RECORDS SHOWN:

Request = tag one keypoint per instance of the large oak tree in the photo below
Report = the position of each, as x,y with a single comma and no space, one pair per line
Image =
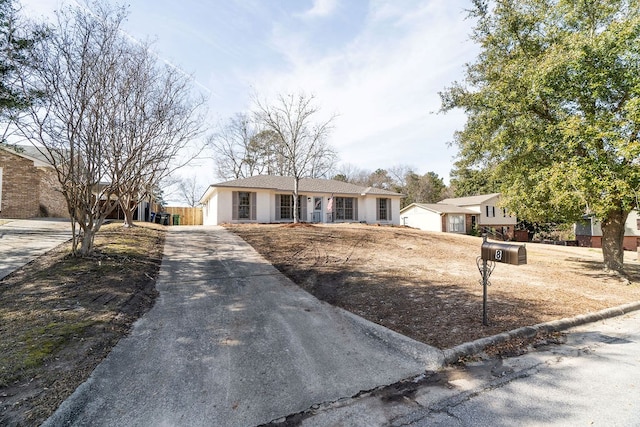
553,107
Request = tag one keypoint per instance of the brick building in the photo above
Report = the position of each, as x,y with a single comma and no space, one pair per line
28,185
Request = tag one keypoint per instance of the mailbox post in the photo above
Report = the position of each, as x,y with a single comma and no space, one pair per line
490,253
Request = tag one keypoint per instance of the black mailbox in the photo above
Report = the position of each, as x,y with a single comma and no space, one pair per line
504,252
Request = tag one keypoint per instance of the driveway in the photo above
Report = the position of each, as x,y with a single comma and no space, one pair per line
22,240
232,342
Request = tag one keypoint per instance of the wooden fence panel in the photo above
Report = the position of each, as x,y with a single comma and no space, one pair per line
188,216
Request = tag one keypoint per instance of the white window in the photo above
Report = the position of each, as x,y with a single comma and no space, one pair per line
284,207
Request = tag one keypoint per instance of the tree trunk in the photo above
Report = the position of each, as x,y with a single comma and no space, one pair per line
612,240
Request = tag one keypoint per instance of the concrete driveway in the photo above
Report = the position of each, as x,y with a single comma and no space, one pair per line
22,240
232,342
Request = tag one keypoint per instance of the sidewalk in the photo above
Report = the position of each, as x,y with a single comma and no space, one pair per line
23,240
232,342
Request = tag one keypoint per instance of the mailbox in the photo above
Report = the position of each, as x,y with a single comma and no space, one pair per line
504,252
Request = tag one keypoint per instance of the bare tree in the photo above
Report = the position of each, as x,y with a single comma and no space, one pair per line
108,130
157,118
190,191
242,149
236,153
300,141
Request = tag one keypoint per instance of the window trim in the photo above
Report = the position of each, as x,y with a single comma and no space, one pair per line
340,208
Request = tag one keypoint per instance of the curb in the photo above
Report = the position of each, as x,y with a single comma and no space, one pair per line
452,355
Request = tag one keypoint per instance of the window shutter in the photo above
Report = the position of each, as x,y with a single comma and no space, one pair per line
234,206
253,206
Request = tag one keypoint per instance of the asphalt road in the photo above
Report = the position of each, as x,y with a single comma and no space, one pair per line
591,380
23,240
232,342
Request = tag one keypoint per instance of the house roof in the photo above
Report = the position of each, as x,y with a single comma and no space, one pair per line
306,185
469,201
440,208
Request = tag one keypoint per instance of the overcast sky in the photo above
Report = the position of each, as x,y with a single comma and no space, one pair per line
377,64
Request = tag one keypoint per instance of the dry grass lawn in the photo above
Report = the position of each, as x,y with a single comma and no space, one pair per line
427,285
60,316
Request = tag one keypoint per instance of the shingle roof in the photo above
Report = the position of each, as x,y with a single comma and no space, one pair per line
469,201
310,185
441,208
28,152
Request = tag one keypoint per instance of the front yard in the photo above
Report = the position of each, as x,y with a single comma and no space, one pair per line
427,285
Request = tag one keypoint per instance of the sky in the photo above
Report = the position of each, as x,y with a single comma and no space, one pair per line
377,65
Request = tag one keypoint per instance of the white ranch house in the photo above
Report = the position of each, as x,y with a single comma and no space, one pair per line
269,199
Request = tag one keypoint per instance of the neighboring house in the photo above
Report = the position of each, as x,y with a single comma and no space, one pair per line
461,215
28,185
589,232
437,217
269,199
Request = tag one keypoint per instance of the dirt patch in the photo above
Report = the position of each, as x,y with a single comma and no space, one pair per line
60,316
427,285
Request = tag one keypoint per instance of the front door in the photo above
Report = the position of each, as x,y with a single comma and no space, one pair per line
317,209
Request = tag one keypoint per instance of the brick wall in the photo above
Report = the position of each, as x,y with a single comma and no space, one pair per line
27,191
52,202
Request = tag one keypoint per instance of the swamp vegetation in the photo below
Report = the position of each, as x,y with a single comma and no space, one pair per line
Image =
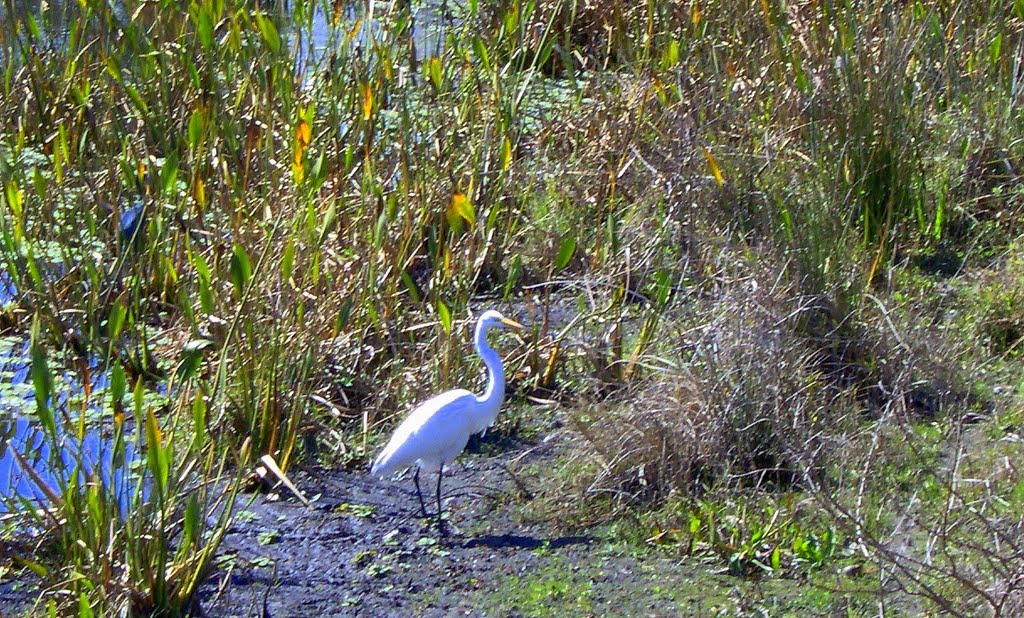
771,257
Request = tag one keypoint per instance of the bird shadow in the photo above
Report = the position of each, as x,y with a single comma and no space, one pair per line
500,541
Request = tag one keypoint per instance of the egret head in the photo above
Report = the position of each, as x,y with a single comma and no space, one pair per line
495,318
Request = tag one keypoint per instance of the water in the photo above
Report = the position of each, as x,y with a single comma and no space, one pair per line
24,444
53,462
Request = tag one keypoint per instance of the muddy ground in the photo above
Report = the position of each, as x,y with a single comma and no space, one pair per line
363,549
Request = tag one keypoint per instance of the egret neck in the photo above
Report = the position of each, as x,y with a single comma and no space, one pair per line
495,394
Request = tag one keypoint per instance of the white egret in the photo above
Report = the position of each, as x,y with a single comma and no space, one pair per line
437,430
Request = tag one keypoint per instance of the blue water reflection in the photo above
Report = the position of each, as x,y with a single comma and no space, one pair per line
92,458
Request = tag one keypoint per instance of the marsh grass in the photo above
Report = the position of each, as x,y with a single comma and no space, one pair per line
733,229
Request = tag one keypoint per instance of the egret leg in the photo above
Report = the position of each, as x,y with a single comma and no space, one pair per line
419,494
440,522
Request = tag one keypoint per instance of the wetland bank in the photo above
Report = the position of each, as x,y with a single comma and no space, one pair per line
769,257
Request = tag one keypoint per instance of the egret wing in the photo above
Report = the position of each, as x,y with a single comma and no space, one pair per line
434,432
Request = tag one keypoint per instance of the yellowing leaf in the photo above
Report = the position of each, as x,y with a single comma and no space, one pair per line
506,153
434,67
339,5
460,210
713,166
199,193
303,134
368,100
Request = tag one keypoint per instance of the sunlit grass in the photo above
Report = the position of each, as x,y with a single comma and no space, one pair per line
265,228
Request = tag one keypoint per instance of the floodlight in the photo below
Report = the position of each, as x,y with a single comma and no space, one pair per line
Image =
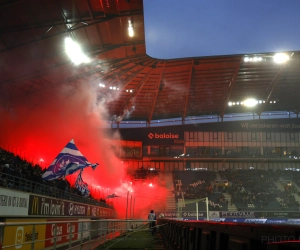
130,29
280,58
250,102
74,52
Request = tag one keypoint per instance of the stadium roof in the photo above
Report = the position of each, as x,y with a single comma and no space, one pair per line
135,86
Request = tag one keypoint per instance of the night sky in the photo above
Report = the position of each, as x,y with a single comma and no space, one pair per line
176,29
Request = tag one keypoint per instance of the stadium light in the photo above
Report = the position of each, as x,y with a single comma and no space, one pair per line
280,58
250,102
74,52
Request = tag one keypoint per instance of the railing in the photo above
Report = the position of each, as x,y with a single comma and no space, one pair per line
72,234
17,183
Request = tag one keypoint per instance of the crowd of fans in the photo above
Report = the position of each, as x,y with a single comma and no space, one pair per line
20,174
248,189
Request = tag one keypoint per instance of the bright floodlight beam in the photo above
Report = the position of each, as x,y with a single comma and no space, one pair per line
130,29
250,102
74,52
280,58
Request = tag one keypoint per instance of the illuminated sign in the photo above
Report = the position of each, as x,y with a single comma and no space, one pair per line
163,136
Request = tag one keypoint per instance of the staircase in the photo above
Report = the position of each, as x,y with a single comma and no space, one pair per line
279,186
170,200
231,207
295,186
297,197
218,176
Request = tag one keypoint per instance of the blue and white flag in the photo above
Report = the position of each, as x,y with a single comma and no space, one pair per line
81,185
67,162
112,196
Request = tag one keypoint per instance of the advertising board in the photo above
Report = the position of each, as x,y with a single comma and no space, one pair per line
20,236
13,203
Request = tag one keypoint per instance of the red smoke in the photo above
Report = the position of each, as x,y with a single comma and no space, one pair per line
42,131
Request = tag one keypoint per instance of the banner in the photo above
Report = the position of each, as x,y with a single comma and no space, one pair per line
50,207
13,203
20,236
63,232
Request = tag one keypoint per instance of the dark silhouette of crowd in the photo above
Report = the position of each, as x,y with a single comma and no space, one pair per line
252,189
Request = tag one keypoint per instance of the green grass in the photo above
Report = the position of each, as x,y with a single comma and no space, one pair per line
139,238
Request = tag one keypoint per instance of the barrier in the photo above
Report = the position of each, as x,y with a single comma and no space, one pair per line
197,235
39,233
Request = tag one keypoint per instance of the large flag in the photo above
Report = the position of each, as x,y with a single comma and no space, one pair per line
81,185
112,196
69,160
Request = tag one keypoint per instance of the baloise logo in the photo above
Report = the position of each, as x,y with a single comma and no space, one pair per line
163,136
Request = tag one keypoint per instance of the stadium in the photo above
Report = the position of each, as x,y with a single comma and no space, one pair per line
90,144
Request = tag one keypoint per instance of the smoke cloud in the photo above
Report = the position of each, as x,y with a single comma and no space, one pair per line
41,133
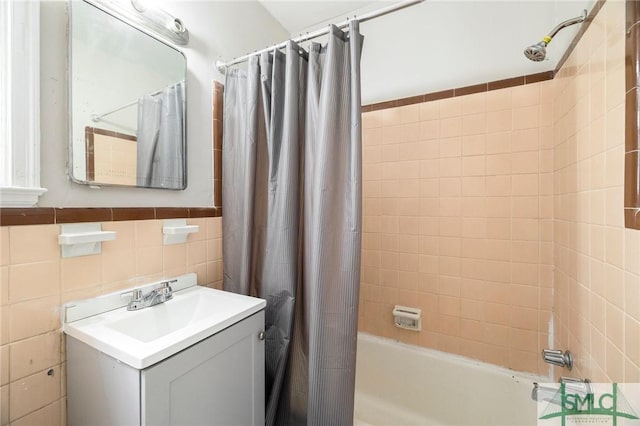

EXERCISE: Extract from the material all lines containing the string "stadium".

PROBLEM SOLUTION:
Request = tag one keypoint per instance of the stadium roof in the photo above
Request = tag one keypoint per instance of the stadium light in the photo above
Request = tag one keypoint per instance of the stadium in the photo above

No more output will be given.